## DÉFI 1
Répondez à ces questions sur l'extrait fourni, chacune sur sa propre ligne :
(a) Selon la première question posée, pourquoi la façon de représenter un personnage ne servira-t-elle pas nécessairement pour tout le livre ?
(b) Quels personnages sont nommés dans la réponse ?
(c) Pour quoi la personne interrogée opterait-elle si elle devait refaire la BD ?
## DÉFI 2
Résumez l'extrait fourni en deux phrases.
## DÉFI 3
Poursuivez l'échange sur le dessin des personnages de la BD à partir de sa dernière phrase.

## EXTRAIT FOURNI
• • • • • • •
La première réflexion que je me suis faite, quand j’ai lu le premier album, c’est qu’il y a une difficulté particulière à dessiner ce genre d’ouvrage par rapport à une BD classique, parce que d’une bulle à l’autre, les personnages ne sont jamais les mêmes, et donc, trouver comment représenter untel ou untel ne servira pas nécessairement pour tout le livre, mais parfois pour quelques cases, voire une seule. C’est plutôt excitant, ou plutôt frustrant, ce renouvellement permanent ? Et c’est quoi votre méthode à vous, pour croquer un personnage ? Savez-vous seulement combien il y en a ?
C’est vrai que c’était un beau défi, je ne sais pas combien il y a de personnages différents mais j’ai pu varier les plaisirs ! De Staline à Poutine, en passant par Edouard Chevardnadze ou Hari Singh, il y a une belle galerie de portraits. C’était plutôt stimulant comme défi. Si je devais le refaire, j’opterais peut-être en plus pour un personnage récurrent qui permettrait d’avoir un lien dans la narration du début à la fin de la BD.
• • • • • • •
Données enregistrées

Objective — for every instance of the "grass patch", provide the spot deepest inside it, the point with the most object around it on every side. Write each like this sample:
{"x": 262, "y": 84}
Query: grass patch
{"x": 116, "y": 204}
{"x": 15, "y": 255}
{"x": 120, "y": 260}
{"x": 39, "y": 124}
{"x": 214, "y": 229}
• • • • • • •
## RÉPONSE ATTENDUE 1
(a) Parce que d'une bulle à l'autre, les personnages ne sont jamais les mêmes.
(b) Staline, Poutine, Edouard Chevardnadze et Hari Singh.
(c) Pour un personnage récurrent qui permettrait d'avoir un lien dans la narration du début à la fin de la BD.

## RÉPONSE ATTENDUE 2
La question soulève la difficulté de dessiner un ouvrage dont les personnages changent d'une bulle à l'autre et demande si ce renouvellement est excitant ou frustrant. La réponse y voit un défi stimulant qui offre une galerie de portraits allant de Staline à Poutine, et envisage un personnage récurrent pour relier la narration si c'était à refaire.

## RÉPONSE ATTENDUE 3
Pour la méthode, heureusement qu’internet existe pour avoir des photos de chacun ! Ensuite je cherche à faire un portrait reconnaissable, sans trop exagérer les traits physiques (ce ne sont pas des caricatures) mais en forçant parfois un peu certains détails, pour renforcer un trait de caractère. Par exemple un strabisme qui fait loucher George W. Bush et lui donne un air benêt, qui va bien avec le caractère du personnage.
Est-ce qu’il y a justement, parmi tous ces personnages différents que vous avez dessinés, des sujets qui vous auraient particulièrement donné du fil à retordre, et d’autres que vous auriez aimé pouvoir dessiner davantage ?
Il est plus simple de dessiner des visages avec des traits marqués (De Gaulle avec son nez et ses oreilles, sa grande taille ou les barbus comme Narendra Modi ou Lula). Les visages lisses sont plus compliqués (Macron typiquement, ou Poutine). J’aime bien le personnage de Kim Jong-un, tant pour ses traits (corpulent, avec toujours le même style de tenue et sa coupe de cheveux bien à plat sur le dessus du crâne et dégagée sur les tempes) que pour son côté complètement barré (bien que ses actes soient très sensés pour défendre son régime), tout seul à la tête de son pays isolé, la main sur le bouton nucléaire. Il est tellement caricatural qu’on dirait un personnage de méchant sorti de la tête d’un scénariste de BD.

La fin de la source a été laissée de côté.